Saved entries
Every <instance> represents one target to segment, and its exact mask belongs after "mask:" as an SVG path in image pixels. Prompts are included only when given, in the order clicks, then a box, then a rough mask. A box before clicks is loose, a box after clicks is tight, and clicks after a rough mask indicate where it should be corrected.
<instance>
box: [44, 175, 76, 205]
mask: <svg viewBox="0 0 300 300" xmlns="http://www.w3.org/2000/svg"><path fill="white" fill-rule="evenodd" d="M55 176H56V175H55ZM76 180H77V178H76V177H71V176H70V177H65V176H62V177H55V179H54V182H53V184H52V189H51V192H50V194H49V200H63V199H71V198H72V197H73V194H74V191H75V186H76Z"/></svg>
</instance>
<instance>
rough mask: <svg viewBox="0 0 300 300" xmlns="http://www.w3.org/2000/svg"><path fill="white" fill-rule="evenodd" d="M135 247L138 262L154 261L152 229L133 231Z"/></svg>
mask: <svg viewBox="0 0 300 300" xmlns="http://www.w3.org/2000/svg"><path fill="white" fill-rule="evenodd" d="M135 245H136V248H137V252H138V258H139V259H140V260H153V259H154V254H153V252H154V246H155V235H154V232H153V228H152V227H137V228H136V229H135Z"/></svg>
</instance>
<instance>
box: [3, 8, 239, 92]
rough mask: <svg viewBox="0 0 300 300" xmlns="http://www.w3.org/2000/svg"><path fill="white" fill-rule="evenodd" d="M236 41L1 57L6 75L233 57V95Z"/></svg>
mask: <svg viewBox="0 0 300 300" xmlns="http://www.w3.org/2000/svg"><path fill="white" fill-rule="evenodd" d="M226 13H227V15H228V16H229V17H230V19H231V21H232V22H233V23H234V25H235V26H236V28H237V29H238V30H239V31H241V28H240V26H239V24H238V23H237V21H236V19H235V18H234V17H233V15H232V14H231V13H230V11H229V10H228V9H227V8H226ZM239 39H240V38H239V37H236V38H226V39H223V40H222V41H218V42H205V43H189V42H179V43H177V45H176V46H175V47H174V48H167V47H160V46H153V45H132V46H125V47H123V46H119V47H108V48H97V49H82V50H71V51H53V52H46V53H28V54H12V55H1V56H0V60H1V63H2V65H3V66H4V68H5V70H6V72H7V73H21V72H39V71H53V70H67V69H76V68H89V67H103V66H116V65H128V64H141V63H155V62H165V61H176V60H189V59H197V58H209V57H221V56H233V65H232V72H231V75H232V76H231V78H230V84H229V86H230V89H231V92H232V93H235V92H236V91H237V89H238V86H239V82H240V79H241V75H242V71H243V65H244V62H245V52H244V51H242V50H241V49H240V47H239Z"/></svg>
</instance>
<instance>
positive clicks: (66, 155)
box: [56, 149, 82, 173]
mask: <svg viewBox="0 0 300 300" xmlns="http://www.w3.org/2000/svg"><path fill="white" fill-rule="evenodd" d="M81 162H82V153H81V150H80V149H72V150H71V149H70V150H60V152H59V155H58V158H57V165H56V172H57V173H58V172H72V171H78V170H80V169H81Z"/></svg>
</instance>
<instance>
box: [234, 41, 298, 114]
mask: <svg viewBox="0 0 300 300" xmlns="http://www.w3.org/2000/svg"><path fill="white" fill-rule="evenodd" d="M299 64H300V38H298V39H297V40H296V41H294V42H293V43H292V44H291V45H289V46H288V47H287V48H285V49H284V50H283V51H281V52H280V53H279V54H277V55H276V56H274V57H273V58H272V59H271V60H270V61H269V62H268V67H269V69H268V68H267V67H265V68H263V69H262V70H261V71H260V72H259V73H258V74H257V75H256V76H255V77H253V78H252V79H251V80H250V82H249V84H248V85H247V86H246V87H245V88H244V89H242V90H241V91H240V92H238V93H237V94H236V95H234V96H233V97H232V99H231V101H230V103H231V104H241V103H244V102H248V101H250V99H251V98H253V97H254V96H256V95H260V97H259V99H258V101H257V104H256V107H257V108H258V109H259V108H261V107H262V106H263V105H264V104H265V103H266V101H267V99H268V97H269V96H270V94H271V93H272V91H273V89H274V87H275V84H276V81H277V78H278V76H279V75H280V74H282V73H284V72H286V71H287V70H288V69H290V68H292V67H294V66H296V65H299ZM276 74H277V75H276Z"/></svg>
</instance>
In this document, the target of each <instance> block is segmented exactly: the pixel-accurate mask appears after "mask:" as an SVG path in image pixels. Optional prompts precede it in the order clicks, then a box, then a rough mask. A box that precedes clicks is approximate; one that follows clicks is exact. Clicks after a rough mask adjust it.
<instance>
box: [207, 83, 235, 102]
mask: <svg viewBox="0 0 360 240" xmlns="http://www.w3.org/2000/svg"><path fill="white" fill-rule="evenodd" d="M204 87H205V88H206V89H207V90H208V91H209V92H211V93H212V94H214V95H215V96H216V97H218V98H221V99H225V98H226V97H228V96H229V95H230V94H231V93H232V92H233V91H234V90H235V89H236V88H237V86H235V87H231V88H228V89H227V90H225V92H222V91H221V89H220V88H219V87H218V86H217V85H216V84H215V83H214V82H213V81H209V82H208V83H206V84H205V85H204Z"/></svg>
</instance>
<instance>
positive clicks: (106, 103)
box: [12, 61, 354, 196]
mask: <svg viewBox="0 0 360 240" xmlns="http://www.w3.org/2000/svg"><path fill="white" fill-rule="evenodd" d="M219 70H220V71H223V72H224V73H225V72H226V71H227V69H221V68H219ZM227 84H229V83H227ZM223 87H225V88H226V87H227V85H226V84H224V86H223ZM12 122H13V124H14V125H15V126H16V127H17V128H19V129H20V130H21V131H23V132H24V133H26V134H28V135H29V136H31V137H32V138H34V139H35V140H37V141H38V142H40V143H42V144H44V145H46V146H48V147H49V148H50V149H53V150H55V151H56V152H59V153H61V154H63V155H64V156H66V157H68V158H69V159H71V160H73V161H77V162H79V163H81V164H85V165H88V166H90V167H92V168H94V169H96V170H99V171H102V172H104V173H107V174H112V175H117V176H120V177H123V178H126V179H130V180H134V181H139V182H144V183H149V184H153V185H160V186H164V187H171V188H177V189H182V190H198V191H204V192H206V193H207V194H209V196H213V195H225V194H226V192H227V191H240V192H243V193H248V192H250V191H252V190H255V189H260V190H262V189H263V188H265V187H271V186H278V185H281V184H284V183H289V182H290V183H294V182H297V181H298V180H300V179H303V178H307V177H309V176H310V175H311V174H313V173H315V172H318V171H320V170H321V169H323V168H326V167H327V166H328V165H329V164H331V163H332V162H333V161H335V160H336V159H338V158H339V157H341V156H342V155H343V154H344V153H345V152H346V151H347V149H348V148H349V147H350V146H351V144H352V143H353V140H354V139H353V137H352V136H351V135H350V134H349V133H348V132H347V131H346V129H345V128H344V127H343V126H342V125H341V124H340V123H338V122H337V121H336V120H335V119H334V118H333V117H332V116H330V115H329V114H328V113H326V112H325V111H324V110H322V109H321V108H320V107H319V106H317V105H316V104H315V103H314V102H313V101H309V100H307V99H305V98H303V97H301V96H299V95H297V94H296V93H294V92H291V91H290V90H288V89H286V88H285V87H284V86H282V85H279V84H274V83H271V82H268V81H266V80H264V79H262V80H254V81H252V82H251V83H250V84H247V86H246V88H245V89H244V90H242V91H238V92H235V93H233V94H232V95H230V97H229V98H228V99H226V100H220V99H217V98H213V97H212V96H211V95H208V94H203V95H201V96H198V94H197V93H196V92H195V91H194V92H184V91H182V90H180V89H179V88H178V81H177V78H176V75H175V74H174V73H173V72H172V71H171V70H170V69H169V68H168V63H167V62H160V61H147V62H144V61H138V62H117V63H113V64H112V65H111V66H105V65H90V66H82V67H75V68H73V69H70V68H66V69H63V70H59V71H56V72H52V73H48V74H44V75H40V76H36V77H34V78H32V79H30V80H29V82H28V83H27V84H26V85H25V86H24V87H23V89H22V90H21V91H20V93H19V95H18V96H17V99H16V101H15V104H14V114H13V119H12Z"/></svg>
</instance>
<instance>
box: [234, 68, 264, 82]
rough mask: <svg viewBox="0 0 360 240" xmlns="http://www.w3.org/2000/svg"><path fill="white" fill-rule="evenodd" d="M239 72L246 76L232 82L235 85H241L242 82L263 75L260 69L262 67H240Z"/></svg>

▶ TASK DIRECTIONS: From the line that holds "box: [234, 68, 264, 82]" to the last line of the records above, print each line exactly. Add nothing else.

▶ EXPECTED ANSWER:
box: [234, 68, 264, 82]
rough mask: <svg viewBox="0 0 360 240" xmlns="http://www.w3.org/2000/svg"><path fill="white" fill-rule="evenodd" d="M239 72L246 76L232 82L235 85H241L242 82L263 75L260 69L262 67H240Z"/></svg>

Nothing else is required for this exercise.